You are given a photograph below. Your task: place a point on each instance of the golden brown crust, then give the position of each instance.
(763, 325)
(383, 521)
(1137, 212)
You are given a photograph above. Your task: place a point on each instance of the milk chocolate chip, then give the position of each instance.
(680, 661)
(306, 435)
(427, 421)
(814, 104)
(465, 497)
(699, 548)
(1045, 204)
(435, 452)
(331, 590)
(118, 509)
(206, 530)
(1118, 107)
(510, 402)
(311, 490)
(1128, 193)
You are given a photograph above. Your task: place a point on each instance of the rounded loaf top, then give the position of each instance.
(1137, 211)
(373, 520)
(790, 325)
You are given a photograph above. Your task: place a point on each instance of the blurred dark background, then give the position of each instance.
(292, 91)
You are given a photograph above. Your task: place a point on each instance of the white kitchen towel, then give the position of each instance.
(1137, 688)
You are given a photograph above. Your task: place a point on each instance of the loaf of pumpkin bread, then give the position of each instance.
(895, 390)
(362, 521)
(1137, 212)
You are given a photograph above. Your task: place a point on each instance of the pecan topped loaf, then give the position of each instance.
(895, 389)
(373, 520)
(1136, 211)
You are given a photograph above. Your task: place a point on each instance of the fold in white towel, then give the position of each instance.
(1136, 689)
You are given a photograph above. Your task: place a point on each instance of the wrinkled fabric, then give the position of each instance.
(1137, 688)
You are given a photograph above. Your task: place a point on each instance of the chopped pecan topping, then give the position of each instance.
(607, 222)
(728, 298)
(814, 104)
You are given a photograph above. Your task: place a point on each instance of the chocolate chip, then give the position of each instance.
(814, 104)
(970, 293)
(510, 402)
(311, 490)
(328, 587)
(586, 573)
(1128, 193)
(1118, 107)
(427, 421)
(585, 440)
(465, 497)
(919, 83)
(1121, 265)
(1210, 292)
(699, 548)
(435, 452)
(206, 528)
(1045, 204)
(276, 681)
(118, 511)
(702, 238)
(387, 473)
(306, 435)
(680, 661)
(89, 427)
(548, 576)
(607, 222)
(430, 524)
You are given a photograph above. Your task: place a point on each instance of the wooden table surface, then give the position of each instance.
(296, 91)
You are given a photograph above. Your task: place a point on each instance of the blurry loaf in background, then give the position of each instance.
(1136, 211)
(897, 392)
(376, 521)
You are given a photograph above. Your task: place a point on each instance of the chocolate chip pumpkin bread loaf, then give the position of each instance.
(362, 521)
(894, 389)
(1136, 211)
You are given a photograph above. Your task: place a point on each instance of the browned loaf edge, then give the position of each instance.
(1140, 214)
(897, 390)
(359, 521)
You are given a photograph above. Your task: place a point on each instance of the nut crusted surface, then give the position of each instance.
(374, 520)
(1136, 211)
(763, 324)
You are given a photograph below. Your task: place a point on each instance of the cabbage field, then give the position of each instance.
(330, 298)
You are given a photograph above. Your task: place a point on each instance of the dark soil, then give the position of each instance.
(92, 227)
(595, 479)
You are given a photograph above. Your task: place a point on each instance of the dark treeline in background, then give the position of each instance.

══════════

All of the entries need to be given again, word for word.

You are given a photograph below. Your task: place a point on each instance of the golden brown crust, then give the position of each instance.
(763, 325)
(383, 521)
(1137, 212)
You are given a photograph above. Your task: place a point on each instance of the milk chocolate chip, then give the position of each instance.
(680, 661)
(306, 435)
(427, 421)
(814, 104)
(465, 497)
(699, 548)
(1045, 204)
(435, 452)
(331, 590)
(118, 509)
(206, 530)
(1118, 107)
(510, 402)
(311, 490)
(1128, 193)
You are given a photograph above. Your task: place a point on each instance of the rounded loaf top, then give the position of each instance.
(1137, 211)
(373, 520)
(790, 325)
You are given a photograph above. Your task: place a point on each instance of the blurred dark background, then give the position of each instance.
(292, 91)
You are given a photograph above. Your task: place a point on each instance of the white kitchen towel, then give the position of each instance.
(1137, 688)
You are given a photograph above. Your task: place a point on each instance of the loaf of pumpkin bread, then give the position of each instance.
(895, 390)
(362, 521)
(1137, 212)
You are given a photograph above. Your task: place a point on each instance of the pecan topped loaf, then give the position of each instance.
(895, 389)
(373, 520)
(1136, 211)
You are given a photograph above. Your task: place a point on each instance of the fold in white towel, then give the position of each instance.
(1136, 689)
You are given a photograph above. Your task: place a point on each instance of the wrinkled fabric, then give the position of each instance.
(1137, 688)
You are given a photograph above. Your task: place a point on each instance of the chopped pecan topping, then give the position of each instance.
(607, 222)
(728, 298)
(814, 104)
You are given a photograph above. Your task: place a point on each instance of the chocolate chip, then give the position of each instance.
(814, 104)
(970, 293)
(510, 402)
(311, 490)
(328, 587)
(586, 573)
(1128, 193)
(1118, 107)
(427, 421)
(585, 440)
(465, 497)
(919, 83)
(1121, 265)
(1210, 292)
(699, 548)
(435, 452)
(206, 528)
(1045, 204)
(276, 681)
(118, 511)
(702, 238)
(387, 473)
(306, 435)
(680, 661)
(89, 427)
(548, 576)
(607, 222)
(430, 524)
You are given a photograph above. Your task: place a point on each instance of the wooden table surface, then give the position of each instance.
(296, 91)
You are given a photograph above. Your task: place a point on each instance of the blurry loaf in background, then give the position of each instance.
(1136, 211)
(897, 392)
(376, 521)
You are given a photograph above. Your task: place a point on each instance of the chocolate chip pumpkin bread loaf, then give the position of each instance.
(362, 521)
(894, 389)
(1136, 211)
You are given a photograph above. Your task: place a point on each instance of the browned loaf edge, then give the position of each instance.
(1140, 214)
(897, 390)
(359, 521)
You are given a photograph above. Your task: place a point on each instance of the nut crusted surface, then give the position of each instance.
(374, 520)
(1136, 211)
(763, 324)
You are given a photograph below. Your task: place a point on each instance of the cabbage field, then give the position of each instance.
(330, 298)
You are given a photograph above. Your task: place a point on each instance of the dark soil, then give the position of each instance.
(92, 227)
(595, 479)
You are given a photograph above. Your task: place a point on each instance of the dark treeline in background, then give the position of each instance.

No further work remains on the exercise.